The full listing, copied exactly and free of pictures, is the expected reply.
Content starts
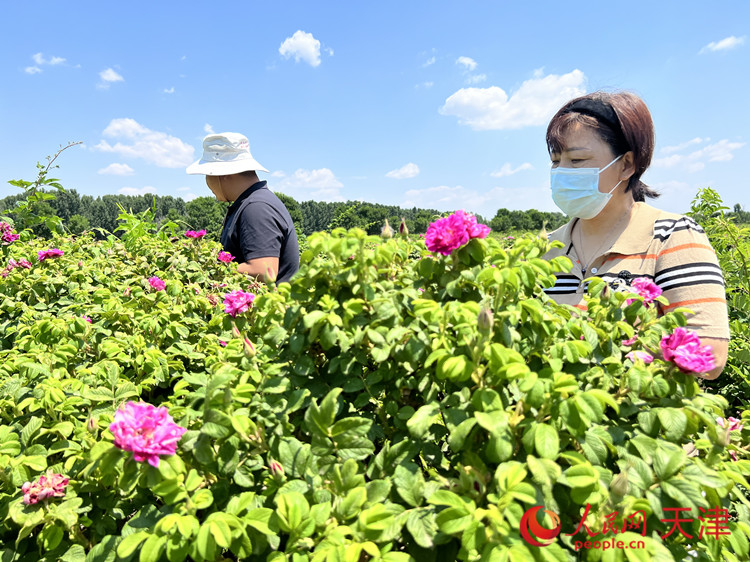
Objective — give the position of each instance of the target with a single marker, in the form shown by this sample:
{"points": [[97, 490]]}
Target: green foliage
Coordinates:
{"points": [[732, 245], [376, 419], [515, 221], [32, 210]]}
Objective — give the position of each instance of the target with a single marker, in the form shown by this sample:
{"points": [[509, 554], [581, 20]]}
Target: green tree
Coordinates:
{"points": [[77, 224]]}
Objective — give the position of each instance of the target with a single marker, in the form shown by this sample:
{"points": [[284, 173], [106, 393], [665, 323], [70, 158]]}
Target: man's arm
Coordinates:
{"points": [[260, 239], [262, 269]]}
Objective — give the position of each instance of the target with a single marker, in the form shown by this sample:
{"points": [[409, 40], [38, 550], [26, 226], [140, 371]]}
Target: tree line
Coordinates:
{"points": [[85, 212]]}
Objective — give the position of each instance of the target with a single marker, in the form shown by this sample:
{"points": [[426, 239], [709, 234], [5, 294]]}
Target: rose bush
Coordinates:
{"points": [[391, 403]]}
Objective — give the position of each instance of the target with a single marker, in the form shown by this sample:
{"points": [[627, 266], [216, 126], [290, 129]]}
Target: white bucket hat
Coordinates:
{"points": [[225, 154]]}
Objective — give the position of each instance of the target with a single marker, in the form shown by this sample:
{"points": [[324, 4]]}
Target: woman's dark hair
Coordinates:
{"points": [[622, 120]]}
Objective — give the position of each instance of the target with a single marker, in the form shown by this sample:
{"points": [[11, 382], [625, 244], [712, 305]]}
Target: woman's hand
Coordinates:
{"points": [[720, 349]]}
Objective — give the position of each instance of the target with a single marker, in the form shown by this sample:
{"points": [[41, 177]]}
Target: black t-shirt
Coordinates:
{"points": [[258, 225]]}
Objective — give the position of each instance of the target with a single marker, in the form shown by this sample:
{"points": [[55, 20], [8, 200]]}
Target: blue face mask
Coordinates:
{"points": [[576, 190]]}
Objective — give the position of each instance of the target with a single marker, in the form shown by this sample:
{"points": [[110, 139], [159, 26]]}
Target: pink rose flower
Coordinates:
{"points": [[237, 302], [733, 424], [475, 229], [53, 253], [684, 348], [51, 485], [7, 236], [157, 283], [226, 257], [449, 233], [146, 431], [642, 355], [630, 341], [645, 288]]}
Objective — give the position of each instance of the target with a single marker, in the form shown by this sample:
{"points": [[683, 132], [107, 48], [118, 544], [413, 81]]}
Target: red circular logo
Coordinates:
{"points": [[531, 529]]}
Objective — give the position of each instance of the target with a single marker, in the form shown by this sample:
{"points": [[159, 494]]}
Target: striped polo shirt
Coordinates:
{"points": [[670, 249]]}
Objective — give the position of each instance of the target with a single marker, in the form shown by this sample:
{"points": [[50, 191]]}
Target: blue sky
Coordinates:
{"points": [[421, 103]]}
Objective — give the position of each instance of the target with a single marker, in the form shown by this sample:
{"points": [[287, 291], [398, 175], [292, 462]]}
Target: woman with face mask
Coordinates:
{"points": [[600, 146]]}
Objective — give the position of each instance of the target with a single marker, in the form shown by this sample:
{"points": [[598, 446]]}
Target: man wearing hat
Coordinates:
{"points": [[258, 230]]}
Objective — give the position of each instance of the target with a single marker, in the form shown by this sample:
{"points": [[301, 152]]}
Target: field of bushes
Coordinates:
{"points": [[390, 403]]}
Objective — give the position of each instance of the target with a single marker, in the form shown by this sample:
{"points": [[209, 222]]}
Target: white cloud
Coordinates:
{"points": [[532, 104], [302, 46], [320, 184], [40, 61], [725, 44], [447, 198], [682, 146], [467, 62], [410, 170], [117, 170], [108, 76], [508, 170], [476, 79], [136, 141], [136, 191], [721, 151]]}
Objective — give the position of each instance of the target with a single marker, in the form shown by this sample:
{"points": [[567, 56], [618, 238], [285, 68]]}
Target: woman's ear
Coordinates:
{"points": [[628, 166]]}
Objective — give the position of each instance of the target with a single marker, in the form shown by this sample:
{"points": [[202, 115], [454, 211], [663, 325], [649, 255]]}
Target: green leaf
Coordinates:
{"points": [[409, 484], [319, 419], [673, 421], [453, 520], [546, 441], [152, 548], [352, 503], [30, 430], [580, 476], [422, 526], [205, 542], [129, 544], [291, 509], [455, 368], [667, 462], [221, 532], [202, 499], [422, 419]]}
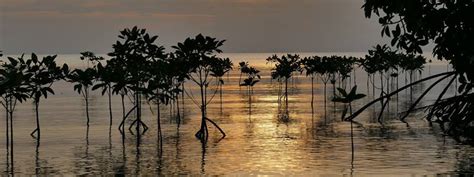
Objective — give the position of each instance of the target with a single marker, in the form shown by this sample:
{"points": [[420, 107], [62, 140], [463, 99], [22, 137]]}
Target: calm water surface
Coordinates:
{"points": [[257, 143]]}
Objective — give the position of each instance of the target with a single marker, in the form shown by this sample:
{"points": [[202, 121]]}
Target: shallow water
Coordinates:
{"points": [[257, 142]]}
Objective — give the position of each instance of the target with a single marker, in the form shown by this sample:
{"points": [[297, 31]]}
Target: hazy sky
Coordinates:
{"points": [[72, 26]]}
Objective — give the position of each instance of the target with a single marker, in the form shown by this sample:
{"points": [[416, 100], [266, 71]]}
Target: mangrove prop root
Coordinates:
{"points": [[412, 107], [355, 114], [123, 120], [219, 128]]}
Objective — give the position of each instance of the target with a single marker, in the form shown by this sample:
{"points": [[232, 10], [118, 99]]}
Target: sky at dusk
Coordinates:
{"points": [[72, 26]]}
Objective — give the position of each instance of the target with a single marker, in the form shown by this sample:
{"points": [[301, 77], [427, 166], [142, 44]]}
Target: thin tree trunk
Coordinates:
{"points": [[178, 117], [11, 138], [38, 131], [159, 126], [87, 105], [220, 92], [122, 124], [7, 111], [286, 94], [110, 106]]}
Content ends
Response to this exercise
Objective — give the position of each instance of the target with a single marker, in the form shown by this sample:
{"points": [[97, 490]]}
Target: green foliage
Coordinates:
{"points": [[732, 245], [376, 419], [515, 221], [32, 210]]}
Objective — give the position of each instance of the target with a single marker, in the form shown by this sample:
{"points": [[509, 554], [581, 20]]}
Target: green tree
Coordinates:
{"points": [[77, 224]]}
Objective — give the position of each instance of the target with a single marker, in the form shown by this sample:
{"points": [[284, 173], [106, 393], [665, 323], [70, 158]]}
Target: man's arm
Coordinates:
{"points": [[260, 239], [262, 269]]}
Objective — give the position of each instance of the target with a single marker, in the form shown by this sample:
{"points": [[409, 40], [38, 550], [26, 226], [140, 371]]}
Target: tree line
Coordinates:
{"points": [[85, 212]]}
Objective — give the position of each instance of the target with a single marker, in the form shown by this sample:
{"points": [[426, 239], [709, 234], [5, 294]]}
Target: rose bush
Coordinates:
{"points": [[391, 403]]}
Objective — give the position of each instance of the target with a single marker, in the form shown by this sample:
{"points": [[627, 266], [216, 126], [290, 129]]}
Target: white bucket hat
Coordinates:
{"points": [[225, 154]]}
Objective — give the position of each instance of the target with a single marker, in the form shown by this sample:
{"points": [[324, 4]]}
Target: woman's dark hair
Coordinates:
{"points": [[622, 120]]}
Objective — give the position of each instance of the target with a single marker, in the form shown by this sample:
{"points": [[11, 382], [625, 244], [712, 305]]}
Target: woman's hand
Coordinates:
{"points": [[720, 349]]}
Objective — give the position of each instance of the target with a single marker, in the form shown by this sample:
{"points": [[41, 177]]}
Target: black t-shirt
Coordinates:
{"points": [[258, 225]]}
Objective — give the position of each instance of the target with a single marker, in the form shown by this sample:
{"points": [[55, 20], [8, 200]]}
Target: blue face mask
Coordinates:
{"points": [[576, 190]]}
Objective — give the position of each instance of the target with a single marker, in the form shown by this sample:
{"points": [[110, 139], [159, 26]]}
Target: pink rose flower
Coordinates:
{"points": [[237, 302], [733, 424], [475, 229], [53, 253], [684, 348], [51, 485], [7, 236], [157, 283], [226, 257], [449, 233], [146, 431], [642, 355], [630, 341], [645, 288]]}
Objective — give the position of each instance of the target with a single marker, in the form shown by this sample:
{"points": [[683, 132], [107, 48], [118, 544], [413, 81]]}
Target: red circular logo
Coordinates:
{"points": [[531, 529]]}
Objective — give the position of each instance of the target with a single marker, in the form shown by this sample:
{"points": [[159, 494]]}
Target: striped polo shirt
Coordinates:
{"points": [[670, 249]]}
Objective — give the position of each instance of the target with a single marker, in the form shown by this sample:
{"points": [[50, 191]]}
Target: blue sky
Coordinates:
{"points": [[421, 103]]}
Objective — give the position of each instance of the target with a single marker, in the form shown by this sample:
{"points": [[287, 291], [398, 175], [292, 462]]}
Target: woman with face mask
Coordinates:
{"points": [[600, 146]]}
Objective — give the position of each instance of the target with a single marker, in the form shown by this sample:
{"points": [[598, 446]]}
Target: man wearing hat
Coordinates:
{"points": [[258, 230]]}
Objective — give the position of each instance of the target with a single marker, in the form shown by this sample:
{"points": [[301, 152]]}
Target: field of bushes
Coordinates:
{"points": [[390, 403]]}
Objective — give the position of each instance of the target with a single marker, in the form shown by this sample:
{"points": [[209, 222]]}
Target: white cloud
Coordinates:
{"points": [[532, 104], [302, 46], [320, 184], [40, 61], [725, 44], [447, 198], [682, 146], [467, 62], [410, 170], [117, 170], [108, 76], [508, 170], [476, 79], [136, 141], [136, 191], [721, 151]]}
Objective — give the position of each instance of the target with a single marker, in the form shown by this sample:
{"points": [[567, 56], [618, 238], [285, 68]]}
Target: woman's ear
Coordinates:
{"points": [[628, 166]]}
Objective — give the position of each instance of the target with a single marker, in the form shown by this sample:
{"points": [[202, 115], [454, 211], [663, 325], [649, 255]]}
Target: green leaf
Coordinates:
{"points": [[409, 484], [319, 419], [673, 421], [453, 520], [546, 441], [152, 548], [352, 503], [30, 430], [580, 476], [422, 526], [205, 542], [129, 544], [291, 509], [455, 368], [667, 462], [221, 532], [202, 499], [422, 419]]}
Objective — give the position of each instance of the target with a single marker, in the form shown by this sample:
{"points": [[420, 107], [62, 140], [463, 99], [22, 137]]}
Target: calm water surface
Coordinates:
{"points": [[257, 143]]}
Objective — give the position of each instance of the target with a single marker, in the form shown by this sample:
{"points": [[202, 121]]}
Target: shallow water
Coordinates:
{"points": [[257, 142]]}
Objective — give the position of each instance of the target with a single marker, in the form shown by this sample:
{"points": [[297, 31]]}
Target: hazy sky
Coordinates:
{"points": [[72, 26]]}
Objective — give the position of each instance of the target with a single marker, in the form shown by this sample:
{"points": [[416, 100], [266, 71]]}
Target: mangrove prop root
Coordinates:
{"points": [[412, 107], [355, 114], [123, 120], [219, 128]]}
Objective — give the position of each instance of the target with a single marker, in the form shown by this sample:
{"points": [[232, 10], [118, 99]]}
Target: sky at dusk
Coordinates:
{"points": [[72, 26]]}
Objective — give the position of each instance of the target with a single marker, in the form shown by this sample:
{"points": [[301, 77], [427, 166], [142, 44]]}
Target: thin tree trunk
Coordinates:
{"points": [[178, 117], [11, 138], [38, 131], [159, 126], [87, 105], [220, 92], [122, 124], [7, 111], [286, 94], [110, 106]]}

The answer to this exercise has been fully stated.